DATASET EXTRACT:
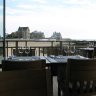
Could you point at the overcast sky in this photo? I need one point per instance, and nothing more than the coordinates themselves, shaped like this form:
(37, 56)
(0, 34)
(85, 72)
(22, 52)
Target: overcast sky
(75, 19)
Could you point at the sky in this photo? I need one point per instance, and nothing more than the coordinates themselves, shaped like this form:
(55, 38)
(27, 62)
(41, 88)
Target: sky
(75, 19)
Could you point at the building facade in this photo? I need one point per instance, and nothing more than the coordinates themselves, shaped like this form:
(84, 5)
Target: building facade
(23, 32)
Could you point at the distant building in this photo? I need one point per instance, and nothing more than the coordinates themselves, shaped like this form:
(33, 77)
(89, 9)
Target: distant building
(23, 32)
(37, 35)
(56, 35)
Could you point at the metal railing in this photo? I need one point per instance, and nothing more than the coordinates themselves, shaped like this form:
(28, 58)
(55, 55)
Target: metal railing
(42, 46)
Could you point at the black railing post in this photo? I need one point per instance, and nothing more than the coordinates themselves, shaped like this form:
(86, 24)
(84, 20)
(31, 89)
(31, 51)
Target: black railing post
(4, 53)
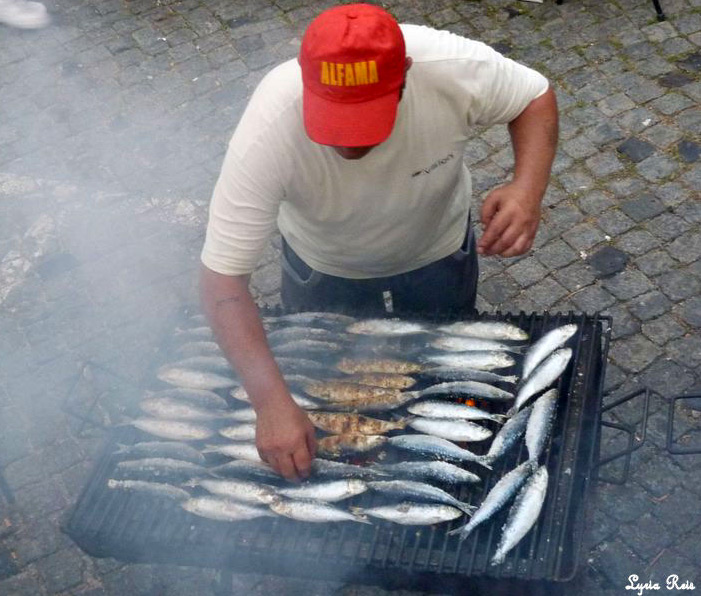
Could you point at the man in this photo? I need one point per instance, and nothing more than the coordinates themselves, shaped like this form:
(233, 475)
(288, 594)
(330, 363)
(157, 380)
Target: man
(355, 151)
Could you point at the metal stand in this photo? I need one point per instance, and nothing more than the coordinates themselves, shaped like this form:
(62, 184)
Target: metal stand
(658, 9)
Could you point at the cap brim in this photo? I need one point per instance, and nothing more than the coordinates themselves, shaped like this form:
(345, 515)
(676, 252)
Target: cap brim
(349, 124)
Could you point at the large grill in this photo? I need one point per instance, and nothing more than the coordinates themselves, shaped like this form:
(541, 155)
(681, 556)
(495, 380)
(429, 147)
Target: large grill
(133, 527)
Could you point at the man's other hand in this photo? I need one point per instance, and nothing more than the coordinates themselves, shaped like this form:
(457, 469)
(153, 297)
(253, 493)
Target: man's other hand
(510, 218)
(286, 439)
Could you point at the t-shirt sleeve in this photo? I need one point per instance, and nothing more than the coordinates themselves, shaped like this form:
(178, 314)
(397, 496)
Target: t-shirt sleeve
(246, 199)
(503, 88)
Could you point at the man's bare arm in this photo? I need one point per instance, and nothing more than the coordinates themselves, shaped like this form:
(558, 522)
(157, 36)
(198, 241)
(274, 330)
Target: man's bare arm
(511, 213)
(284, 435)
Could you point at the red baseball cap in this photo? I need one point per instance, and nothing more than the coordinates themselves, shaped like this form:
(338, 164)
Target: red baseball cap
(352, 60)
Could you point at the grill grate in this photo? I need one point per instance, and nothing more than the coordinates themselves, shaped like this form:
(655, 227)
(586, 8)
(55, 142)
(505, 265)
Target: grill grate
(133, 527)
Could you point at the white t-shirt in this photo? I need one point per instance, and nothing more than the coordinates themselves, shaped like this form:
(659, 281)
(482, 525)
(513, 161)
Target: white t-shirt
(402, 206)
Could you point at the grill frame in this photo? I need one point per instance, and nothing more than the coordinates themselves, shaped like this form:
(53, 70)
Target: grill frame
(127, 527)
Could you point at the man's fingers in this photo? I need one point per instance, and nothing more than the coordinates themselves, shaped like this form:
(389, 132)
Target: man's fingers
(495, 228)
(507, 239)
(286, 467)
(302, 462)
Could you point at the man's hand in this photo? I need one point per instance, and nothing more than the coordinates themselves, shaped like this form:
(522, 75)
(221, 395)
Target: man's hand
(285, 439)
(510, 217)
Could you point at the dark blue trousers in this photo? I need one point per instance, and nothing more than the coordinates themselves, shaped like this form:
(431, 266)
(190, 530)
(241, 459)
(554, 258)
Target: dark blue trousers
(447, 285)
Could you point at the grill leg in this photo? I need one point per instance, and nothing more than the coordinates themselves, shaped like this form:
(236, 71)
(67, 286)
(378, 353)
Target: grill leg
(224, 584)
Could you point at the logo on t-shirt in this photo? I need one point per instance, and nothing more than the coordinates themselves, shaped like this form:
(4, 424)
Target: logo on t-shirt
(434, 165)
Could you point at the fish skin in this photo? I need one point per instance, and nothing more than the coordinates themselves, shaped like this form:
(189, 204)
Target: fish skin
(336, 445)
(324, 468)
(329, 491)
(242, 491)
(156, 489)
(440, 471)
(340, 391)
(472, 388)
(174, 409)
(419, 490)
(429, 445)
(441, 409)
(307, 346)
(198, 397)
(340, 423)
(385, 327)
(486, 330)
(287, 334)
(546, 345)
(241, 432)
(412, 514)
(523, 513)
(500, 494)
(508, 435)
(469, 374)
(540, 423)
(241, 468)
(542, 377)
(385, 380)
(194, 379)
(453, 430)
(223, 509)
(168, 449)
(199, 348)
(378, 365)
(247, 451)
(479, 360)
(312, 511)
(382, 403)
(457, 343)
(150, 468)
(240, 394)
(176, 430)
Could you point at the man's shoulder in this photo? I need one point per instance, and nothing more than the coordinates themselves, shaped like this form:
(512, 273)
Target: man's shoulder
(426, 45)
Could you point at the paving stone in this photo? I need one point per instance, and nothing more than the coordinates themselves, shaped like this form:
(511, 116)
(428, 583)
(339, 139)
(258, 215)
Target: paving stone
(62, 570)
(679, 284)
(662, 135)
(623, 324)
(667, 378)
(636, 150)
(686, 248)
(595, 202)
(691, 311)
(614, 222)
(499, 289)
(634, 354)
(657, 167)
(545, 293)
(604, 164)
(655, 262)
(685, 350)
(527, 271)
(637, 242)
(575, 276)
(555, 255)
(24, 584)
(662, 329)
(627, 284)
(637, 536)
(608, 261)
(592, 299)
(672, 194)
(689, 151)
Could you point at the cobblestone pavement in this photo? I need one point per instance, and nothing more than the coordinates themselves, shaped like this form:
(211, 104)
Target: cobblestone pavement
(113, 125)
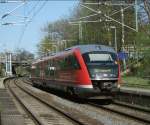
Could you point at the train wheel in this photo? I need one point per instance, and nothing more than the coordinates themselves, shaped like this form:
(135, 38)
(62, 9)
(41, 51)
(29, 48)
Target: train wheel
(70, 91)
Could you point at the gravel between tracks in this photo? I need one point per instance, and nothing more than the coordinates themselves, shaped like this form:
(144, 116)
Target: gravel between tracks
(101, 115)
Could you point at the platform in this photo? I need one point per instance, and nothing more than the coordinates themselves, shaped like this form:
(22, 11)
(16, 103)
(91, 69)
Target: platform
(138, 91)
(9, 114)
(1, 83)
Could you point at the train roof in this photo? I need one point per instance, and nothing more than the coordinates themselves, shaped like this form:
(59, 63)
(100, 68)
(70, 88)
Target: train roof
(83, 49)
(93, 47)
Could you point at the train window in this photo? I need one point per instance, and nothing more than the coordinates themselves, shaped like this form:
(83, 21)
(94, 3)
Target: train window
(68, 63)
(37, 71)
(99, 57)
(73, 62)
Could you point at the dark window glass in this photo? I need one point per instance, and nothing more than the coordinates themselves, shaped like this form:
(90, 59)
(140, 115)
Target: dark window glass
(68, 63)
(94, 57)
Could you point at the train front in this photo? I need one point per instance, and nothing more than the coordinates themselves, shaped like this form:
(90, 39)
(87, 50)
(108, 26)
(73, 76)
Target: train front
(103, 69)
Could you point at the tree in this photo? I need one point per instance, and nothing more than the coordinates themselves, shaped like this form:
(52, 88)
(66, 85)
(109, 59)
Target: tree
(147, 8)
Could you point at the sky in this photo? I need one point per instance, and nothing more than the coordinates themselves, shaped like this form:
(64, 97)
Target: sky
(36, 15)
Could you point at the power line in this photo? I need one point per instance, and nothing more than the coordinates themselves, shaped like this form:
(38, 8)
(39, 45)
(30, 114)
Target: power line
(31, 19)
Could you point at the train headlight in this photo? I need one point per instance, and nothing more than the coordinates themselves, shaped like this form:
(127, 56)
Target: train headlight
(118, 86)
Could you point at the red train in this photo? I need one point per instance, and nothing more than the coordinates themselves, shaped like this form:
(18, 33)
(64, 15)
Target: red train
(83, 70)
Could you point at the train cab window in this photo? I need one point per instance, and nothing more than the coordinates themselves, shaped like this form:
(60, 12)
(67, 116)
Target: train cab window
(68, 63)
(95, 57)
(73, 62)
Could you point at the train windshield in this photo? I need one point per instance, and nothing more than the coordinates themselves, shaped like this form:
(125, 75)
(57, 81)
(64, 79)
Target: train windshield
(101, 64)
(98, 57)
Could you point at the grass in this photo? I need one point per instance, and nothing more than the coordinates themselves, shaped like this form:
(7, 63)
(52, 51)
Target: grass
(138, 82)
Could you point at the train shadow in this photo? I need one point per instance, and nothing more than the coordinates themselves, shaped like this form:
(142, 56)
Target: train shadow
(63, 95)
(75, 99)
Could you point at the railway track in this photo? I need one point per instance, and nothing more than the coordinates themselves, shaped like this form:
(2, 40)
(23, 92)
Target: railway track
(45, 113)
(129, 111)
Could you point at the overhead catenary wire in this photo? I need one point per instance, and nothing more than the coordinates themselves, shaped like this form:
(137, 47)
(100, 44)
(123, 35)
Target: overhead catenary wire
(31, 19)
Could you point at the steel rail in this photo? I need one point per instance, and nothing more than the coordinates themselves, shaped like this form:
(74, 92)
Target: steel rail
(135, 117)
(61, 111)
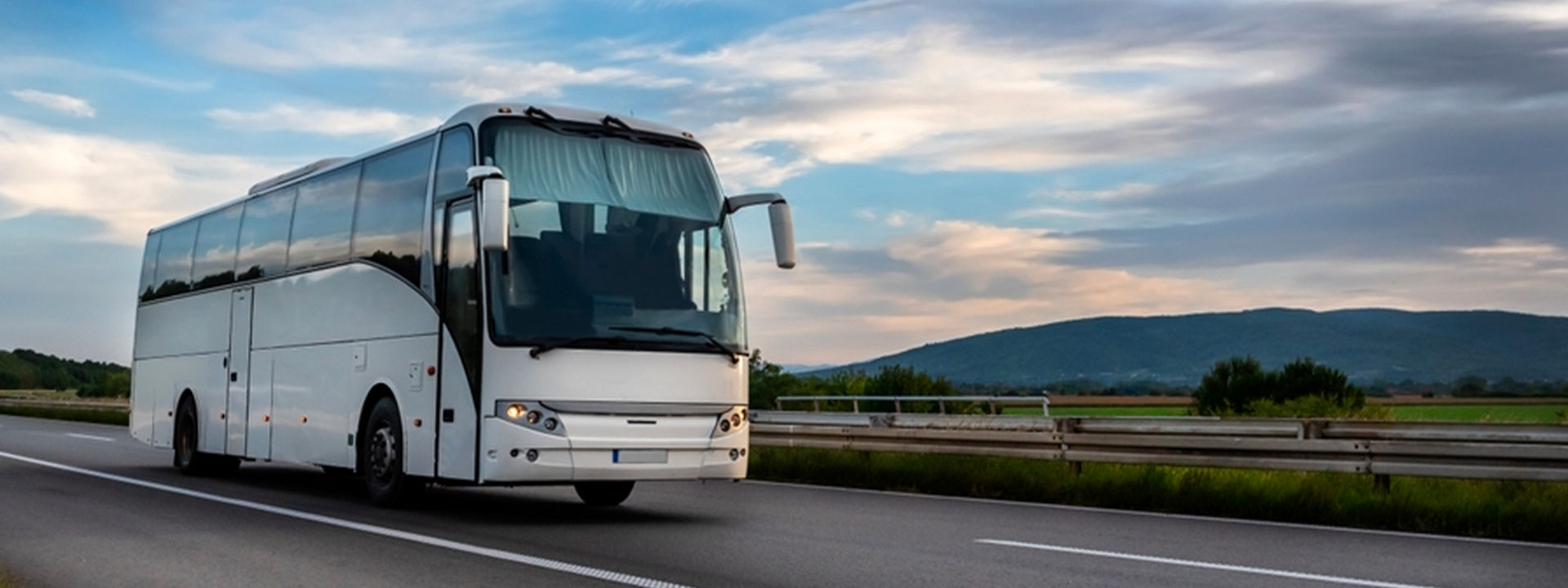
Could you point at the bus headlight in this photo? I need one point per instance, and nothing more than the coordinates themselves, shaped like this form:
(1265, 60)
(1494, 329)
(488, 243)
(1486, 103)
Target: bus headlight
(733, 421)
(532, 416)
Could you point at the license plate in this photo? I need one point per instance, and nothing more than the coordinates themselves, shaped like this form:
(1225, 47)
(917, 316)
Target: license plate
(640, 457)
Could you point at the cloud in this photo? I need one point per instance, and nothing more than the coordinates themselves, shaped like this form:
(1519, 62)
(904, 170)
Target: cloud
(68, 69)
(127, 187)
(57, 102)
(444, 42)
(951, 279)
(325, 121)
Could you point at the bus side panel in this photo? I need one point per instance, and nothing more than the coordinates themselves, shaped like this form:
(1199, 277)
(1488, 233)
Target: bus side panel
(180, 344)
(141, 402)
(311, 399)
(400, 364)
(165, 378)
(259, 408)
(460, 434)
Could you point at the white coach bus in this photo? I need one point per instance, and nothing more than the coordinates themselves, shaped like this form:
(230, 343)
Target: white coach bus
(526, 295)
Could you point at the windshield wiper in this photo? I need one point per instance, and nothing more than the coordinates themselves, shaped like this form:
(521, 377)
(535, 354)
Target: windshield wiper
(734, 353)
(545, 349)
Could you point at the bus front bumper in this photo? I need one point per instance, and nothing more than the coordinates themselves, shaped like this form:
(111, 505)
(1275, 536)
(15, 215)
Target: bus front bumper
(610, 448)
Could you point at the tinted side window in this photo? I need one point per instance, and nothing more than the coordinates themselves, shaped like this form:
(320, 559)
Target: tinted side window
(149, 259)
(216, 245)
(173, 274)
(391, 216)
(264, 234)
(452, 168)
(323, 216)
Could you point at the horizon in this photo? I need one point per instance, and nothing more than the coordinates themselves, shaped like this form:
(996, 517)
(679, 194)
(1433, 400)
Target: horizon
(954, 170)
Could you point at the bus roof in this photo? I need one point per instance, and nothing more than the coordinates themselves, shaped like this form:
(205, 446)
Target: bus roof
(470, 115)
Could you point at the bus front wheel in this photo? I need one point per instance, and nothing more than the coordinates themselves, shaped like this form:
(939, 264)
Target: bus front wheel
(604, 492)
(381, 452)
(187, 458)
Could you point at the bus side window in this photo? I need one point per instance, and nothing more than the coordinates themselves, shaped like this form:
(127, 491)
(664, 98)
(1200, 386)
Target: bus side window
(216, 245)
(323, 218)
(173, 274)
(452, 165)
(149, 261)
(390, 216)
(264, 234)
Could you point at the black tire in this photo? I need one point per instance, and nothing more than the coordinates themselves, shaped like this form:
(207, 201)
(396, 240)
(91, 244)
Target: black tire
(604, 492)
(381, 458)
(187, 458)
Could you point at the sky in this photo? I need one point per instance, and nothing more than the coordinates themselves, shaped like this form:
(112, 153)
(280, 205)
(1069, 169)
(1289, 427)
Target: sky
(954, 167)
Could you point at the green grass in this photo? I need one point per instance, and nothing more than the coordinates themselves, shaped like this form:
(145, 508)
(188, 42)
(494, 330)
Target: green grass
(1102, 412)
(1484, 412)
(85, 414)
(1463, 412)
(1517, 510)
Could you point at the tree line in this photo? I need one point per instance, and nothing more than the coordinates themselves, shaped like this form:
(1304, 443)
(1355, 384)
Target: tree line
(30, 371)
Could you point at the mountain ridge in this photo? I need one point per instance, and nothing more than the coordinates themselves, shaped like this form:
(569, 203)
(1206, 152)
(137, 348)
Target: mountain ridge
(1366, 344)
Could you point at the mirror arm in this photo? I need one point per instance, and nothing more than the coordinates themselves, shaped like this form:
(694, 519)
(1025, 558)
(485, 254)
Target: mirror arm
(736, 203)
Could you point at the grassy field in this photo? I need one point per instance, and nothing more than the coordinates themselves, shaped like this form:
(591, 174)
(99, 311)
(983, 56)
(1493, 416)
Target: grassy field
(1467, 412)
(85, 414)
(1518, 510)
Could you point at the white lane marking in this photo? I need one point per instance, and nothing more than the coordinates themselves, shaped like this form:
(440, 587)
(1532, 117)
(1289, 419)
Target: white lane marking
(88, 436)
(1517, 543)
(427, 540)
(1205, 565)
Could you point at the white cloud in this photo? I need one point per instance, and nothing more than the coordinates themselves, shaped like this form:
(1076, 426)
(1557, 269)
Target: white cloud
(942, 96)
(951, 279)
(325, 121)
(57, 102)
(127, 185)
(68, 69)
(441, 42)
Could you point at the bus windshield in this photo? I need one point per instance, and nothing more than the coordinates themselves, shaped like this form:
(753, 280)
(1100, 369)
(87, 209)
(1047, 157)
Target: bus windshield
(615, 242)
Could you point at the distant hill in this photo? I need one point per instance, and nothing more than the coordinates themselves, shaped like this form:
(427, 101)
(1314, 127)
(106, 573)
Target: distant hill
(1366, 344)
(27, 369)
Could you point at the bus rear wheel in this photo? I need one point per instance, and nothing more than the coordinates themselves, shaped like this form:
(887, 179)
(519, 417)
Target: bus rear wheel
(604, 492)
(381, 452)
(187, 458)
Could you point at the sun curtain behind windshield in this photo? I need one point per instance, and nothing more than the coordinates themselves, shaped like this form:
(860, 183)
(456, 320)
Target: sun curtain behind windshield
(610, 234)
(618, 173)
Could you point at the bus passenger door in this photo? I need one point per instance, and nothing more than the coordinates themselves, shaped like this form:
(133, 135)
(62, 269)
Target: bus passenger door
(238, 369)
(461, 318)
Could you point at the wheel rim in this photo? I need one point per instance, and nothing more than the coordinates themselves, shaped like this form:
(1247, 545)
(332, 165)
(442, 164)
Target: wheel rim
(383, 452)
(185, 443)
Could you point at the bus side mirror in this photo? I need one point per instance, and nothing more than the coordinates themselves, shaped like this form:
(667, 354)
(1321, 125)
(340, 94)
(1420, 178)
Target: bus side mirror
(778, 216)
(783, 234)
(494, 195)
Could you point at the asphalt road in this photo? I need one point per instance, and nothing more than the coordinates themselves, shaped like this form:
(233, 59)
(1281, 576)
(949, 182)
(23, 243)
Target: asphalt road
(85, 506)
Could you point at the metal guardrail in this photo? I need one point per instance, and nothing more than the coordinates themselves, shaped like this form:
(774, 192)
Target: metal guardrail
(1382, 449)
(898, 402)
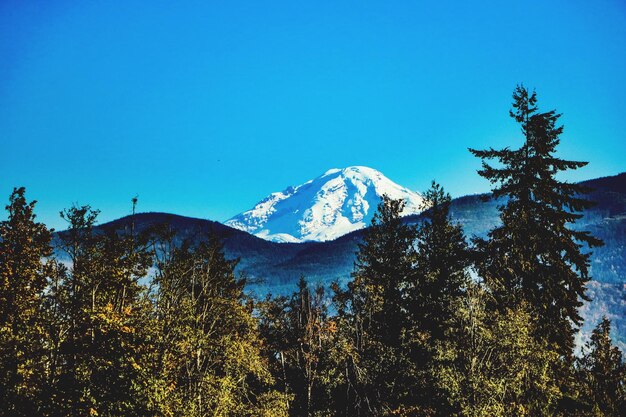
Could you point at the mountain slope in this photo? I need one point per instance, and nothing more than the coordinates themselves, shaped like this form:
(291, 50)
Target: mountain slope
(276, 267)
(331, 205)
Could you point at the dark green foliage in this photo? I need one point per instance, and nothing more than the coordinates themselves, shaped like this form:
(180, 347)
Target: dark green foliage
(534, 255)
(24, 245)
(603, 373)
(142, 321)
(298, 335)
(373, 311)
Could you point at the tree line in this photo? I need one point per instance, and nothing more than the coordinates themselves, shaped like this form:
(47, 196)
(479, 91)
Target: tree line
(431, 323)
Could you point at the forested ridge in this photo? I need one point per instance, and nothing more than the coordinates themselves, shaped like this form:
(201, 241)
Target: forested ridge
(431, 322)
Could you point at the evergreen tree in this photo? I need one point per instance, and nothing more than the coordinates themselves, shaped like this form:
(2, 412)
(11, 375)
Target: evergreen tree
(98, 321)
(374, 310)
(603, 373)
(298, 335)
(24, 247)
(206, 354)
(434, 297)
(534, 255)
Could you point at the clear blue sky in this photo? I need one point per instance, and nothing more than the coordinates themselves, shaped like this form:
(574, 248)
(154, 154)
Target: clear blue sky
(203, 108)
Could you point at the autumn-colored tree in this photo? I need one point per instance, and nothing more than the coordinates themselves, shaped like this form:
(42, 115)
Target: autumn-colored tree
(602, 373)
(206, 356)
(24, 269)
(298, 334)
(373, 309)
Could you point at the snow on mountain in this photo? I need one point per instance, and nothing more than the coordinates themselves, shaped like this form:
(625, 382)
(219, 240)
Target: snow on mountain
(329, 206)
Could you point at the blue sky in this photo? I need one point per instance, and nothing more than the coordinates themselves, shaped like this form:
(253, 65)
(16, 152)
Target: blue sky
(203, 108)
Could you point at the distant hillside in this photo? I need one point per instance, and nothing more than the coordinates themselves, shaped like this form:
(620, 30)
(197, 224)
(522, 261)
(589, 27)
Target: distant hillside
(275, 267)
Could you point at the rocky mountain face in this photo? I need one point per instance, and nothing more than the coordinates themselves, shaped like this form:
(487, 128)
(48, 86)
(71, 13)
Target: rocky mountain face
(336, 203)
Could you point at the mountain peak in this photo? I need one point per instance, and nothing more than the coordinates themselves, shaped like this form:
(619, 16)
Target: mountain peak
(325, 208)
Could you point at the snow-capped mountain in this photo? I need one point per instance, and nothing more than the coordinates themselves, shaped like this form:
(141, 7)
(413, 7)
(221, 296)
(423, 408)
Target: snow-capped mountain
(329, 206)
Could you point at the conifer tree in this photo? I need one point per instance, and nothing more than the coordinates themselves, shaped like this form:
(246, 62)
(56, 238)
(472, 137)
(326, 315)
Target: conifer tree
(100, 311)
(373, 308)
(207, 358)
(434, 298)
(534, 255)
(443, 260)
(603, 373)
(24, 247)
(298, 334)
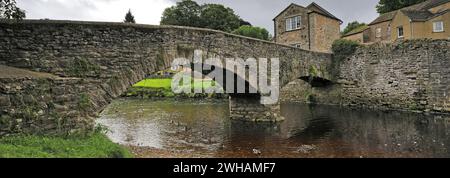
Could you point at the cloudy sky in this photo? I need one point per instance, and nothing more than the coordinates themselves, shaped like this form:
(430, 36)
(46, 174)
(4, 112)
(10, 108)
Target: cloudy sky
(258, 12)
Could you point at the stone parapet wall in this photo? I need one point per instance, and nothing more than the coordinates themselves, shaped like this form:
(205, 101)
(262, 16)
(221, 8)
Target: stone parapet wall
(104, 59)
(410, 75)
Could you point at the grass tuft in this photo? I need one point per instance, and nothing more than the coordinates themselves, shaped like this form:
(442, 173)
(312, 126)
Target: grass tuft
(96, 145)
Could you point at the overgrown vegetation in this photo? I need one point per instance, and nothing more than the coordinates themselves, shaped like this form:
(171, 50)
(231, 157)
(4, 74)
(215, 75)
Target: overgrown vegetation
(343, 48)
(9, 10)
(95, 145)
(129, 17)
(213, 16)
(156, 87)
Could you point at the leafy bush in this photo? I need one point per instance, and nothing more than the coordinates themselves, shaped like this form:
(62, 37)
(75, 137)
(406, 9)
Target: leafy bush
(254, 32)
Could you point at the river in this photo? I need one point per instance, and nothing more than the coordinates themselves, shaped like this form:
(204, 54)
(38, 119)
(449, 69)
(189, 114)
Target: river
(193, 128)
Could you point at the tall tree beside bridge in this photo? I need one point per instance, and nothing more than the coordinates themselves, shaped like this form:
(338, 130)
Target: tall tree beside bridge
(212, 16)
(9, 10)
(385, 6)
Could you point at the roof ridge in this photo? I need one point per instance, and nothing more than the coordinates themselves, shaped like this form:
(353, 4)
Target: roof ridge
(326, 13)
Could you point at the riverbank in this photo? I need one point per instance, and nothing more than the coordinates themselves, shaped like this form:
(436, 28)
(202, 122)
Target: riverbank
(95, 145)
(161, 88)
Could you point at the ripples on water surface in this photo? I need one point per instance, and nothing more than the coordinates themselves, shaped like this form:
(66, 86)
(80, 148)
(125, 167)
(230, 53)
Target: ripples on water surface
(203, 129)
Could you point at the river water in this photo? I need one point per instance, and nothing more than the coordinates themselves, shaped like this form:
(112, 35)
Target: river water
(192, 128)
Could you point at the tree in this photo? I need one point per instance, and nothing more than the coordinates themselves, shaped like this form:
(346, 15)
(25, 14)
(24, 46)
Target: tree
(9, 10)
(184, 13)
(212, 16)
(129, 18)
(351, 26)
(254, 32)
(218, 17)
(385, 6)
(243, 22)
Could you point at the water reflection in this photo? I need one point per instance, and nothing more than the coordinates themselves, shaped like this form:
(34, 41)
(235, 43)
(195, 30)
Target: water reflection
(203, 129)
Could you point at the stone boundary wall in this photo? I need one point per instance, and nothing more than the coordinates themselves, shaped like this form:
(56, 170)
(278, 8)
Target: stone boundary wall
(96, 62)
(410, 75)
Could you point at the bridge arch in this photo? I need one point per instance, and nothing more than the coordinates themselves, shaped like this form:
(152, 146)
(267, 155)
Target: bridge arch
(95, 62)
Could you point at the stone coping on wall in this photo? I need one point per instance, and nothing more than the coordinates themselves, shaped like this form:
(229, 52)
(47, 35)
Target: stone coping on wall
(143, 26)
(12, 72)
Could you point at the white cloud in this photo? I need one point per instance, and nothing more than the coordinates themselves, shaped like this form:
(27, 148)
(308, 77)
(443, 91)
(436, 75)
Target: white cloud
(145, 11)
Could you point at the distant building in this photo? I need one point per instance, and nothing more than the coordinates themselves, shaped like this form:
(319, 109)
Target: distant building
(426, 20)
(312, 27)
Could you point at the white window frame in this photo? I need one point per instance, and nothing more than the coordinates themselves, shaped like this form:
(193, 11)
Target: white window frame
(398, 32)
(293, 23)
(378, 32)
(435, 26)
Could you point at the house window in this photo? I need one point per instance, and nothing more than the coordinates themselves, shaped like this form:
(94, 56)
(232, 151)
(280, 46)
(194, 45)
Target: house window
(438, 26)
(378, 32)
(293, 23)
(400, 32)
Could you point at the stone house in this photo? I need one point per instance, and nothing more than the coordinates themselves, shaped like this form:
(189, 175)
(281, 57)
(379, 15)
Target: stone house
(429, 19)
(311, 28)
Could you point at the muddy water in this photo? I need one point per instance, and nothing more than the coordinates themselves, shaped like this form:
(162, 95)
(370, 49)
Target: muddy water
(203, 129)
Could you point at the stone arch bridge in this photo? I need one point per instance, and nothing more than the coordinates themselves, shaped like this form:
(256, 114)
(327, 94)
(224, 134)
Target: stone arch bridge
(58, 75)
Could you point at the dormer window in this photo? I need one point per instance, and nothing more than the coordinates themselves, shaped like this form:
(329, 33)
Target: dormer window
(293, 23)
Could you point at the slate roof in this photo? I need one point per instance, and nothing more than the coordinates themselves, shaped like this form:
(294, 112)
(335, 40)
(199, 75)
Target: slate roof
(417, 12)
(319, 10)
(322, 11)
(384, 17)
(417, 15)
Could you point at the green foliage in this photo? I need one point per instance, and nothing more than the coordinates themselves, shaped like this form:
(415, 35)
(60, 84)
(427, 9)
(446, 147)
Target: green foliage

TRY IT:
Transcribe the records above exactly, beginning at the line that contains "Target: horizon" and ending with the line that contains "(1289, 427)", both included, and nothing else.

EXERCISE OUTPUT:
Target: horizon
(954, 170)
Could you point at the bus roof in this photo? I need one point per instance, and nothing more than the coordinates themselves, shaped like this form:
(205, 446)
Target: bus roof
(470, 115)
Could you point at the bus front wheel in this photo? I need one point per instance, and nothing more than the coordinates themselves, shaped like this form:
(939, 264)
Target: bus front wheel
(604, 492)
(381, 452)
(187, 458)
Could you point at the bus side window in this photo? I need one point per instance, and nothing more than the coordinates themselves, shaped like this form:
(127, 491)
(664, 98)
(1200, 386)
Target: bus side window
(216, 245)
(323, 218)
(173, 274)
(452, 165)
(149, 261)
(390, 216)
(264, 234)
Could you point at the black tire in this photo? I need one point per instance, and nothing more than the coordinates themselves, shaped like this form:
(207, 201)
(396, 240)
(91, 244)
Target: black tire
(604, 492)
(381, 458)
(187, 458)
Could you point at the sky in this photo? I need one point per instance, and nothing more than the coordinates themselves, shaped like this form:
(112, 153)
(280, 205)
(1069, 169)
(1289, 427)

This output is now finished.